**Page extract**

[Start of section]

Gardening in October: As we settle into autumn, now's the time to plant bulbs outside for spring and inside in pots for winter colour, and clear away the leaves on your lawn.
If you haven't already, this is the time to order or buy your spring bulbs. Plant now and you'll have flowers from February to May. The general rule is to plant at twice the depth of the height of the bulbs, so bigger bulbs go deeper into the soil, with the pointed end up. They can be planted together, but an ideal order of flowering is:
• January: Winter aconites
• February: Snowdrops/Crocuses
• March: Daffodils
• April: Tulips
• May: Alliums
Bulbs planted in the lawn can look pretty, but you won't be able to mow until after the flowers are gone and the leaves yellowed. If you cut the leaves off too early, the bulb won't be able to make the food it needs to store for growing next year. You could leave a swathe of lawn for bulbs and keep the rest of the grass cut. Or, another solution is to turn your lawn into a wildflower meadow so the summer flowers take over from the bulbs and grow up around them.
Lift tender summer bulbs such as gladioli and dahlias and store in a cool, dry place. Traditionally, this is the month to cut back perennials, but the new school of thought says leaving the dead stems is good for wildlife and may also provide protection for the roots. Traditionalists will claim the stems harbour pests and diseases. Horticulturally, it makes little difference when they're cut back as long as it's done before new growth starts next spring.
Fruit and vegetables
• Garlic bulbs and onion sets should be planted now, and transplant spring cabbages to their final position.
• Dig up temporary summer crops – runner beans, root veg such as carrots and beetroot, and pumpkins and squashes.
• Leave vegetables that can be harvested into autumn and winter, such as Brussels sprouts, cabbages and cauliflowers.

[End of section]

**Apply what you read**
1. Answer these from the October gardening text:
(a) What general rule does it give for how deep to plant bulbs?
(b) Which flower is listed for April in the ideal order of flowering?
(c) Which tender summer bulbs does it name for lifting and storing?
2. Reproduce the October gardening text precisely, everything from "Fruit and vegetables" down to "cabbages and cauliflowers.".
3. Carry on the October gardening text from its final sentence, keeping its style and subject.

**Data records**
[Start of section]

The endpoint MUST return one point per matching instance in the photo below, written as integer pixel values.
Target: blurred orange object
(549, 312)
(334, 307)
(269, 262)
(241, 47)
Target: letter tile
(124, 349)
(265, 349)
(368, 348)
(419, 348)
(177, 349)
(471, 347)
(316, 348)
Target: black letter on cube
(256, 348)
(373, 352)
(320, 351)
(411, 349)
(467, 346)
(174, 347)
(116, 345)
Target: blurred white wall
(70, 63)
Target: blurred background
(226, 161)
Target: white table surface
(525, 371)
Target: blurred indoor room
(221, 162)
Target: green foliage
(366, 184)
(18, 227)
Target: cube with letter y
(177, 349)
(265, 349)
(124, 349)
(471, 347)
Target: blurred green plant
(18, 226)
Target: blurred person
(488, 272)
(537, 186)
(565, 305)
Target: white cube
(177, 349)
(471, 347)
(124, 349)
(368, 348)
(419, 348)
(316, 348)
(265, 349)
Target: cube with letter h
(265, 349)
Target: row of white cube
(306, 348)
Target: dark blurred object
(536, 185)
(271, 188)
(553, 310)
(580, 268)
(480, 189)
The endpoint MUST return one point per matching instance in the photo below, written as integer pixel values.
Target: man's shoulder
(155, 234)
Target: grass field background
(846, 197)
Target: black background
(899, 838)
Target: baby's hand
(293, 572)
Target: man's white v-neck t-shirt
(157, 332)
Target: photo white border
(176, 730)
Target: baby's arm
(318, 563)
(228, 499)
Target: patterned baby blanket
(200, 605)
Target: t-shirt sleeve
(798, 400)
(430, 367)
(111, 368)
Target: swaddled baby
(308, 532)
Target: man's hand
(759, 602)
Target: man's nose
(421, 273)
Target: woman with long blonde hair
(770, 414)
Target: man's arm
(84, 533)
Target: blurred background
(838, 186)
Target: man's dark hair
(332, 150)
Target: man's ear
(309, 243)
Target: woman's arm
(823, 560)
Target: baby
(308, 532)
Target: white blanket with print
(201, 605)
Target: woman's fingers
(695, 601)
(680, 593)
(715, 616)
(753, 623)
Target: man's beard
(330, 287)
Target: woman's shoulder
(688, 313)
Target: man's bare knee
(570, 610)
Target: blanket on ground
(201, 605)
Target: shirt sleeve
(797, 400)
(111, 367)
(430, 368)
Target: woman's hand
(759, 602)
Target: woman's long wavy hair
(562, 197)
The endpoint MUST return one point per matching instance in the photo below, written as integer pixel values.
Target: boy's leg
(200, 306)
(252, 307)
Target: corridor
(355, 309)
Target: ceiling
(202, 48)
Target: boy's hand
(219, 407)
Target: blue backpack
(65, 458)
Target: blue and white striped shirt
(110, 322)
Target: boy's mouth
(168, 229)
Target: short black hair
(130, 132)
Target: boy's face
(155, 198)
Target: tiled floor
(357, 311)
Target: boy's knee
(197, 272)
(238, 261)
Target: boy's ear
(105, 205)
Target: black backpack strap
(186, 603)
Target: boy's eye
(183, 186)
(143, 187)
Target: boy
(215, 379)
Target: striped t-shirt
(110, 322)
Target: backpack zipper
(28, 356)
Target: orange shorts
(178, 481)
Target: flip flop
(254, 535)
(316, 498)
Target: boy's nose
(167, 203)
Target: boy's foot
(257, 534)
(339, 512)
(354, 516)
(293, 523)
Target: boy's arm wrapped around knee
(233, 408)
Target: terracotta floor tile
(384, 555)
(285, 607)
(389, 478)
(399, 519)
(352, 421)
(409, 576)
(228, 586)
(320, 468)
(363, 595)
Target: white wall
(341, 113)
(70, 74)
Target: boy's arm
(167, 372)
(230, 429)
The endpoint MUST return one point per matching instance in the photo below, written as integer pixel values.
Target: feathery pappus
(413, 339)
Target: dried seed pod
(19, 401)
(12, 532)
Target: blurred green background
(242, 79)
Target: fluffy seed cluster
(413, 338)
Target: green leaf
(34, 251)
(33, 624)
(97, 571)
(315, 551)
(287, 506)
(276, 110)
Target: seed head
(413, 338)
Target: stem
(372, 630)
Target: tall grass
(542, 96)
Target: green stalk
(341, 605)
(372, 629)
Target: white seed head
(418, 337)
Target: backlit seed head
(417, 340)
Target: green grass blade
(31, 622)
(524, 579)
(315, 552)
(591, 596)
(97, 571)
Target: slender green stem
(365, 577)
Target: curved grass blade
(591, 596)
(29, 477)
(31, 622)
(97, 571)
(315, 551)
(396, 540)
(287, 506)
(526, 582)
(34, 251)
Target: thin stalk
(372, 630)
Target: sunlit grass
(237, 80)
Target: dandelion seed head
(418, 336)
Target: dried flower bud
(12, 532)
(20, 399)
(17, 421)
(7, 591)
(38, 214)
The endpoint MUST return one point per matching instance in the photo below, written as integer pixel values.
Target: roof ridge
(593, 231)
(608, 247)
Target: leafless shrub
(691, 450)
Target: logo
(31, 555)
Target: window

[End of section]

**Answers to the exercise**
1.
(a) Plant bulbs at twice the depth of their height, pointed end up, so bigger bulbs go deeper into the soil.
(b) Tulips.
(c) Gladioli and dahlias.

2.
Fruit and vegetables
• Garlic bulbs and onion sets should be planted now, and transplant spring cabbages to their final position.
• Dig up temporary summer crops – runner beans, root veg such as carrots and beetroot, and pumpkins and squashes.
• Leave vegetables that can be harvested into autumn and winter, such as Brussels sprouts, cabbages and cauliflowers.

3.
• Pick the last of any summer crop fruits such as raspberries, apples and pears.
• Experiment with bulbs in pots – try something unusual, or go for tried-and-tested crocuses, tulips and daffodils. These will flower indoors earlier than they would outside, so in January you'll have your own preview of spring.
• Prepared bulbs – usually amaryllis and hyacinths – have been through a series of cold treatments to trigger the growing process and can be in flower for Christmas. When you plant them, remember they can get very top heavy, so make sure the soil and pot are weighty enough. Finish off the top of the soil with a layer of grass or moss.
IF YOU ONLY DO ONE THING...
....cover anything that might be damaged by frost. Most herbaceous perennials will be wintering underground and can be protected with a layer of bark compost. Bring small succulents indoors and protect larger plants such as tree ferns where they stand by tying horticultural fleece around their tops.
PLANT OF THE MONTH
Gaura is an amazing plant – it has a delicate filigree of flowers all the way through from May and will still be going strong until the first frosts. The more usual white variety is called Gaura lindheimeri 'Whirling Butterflies', though there are pink ones available too.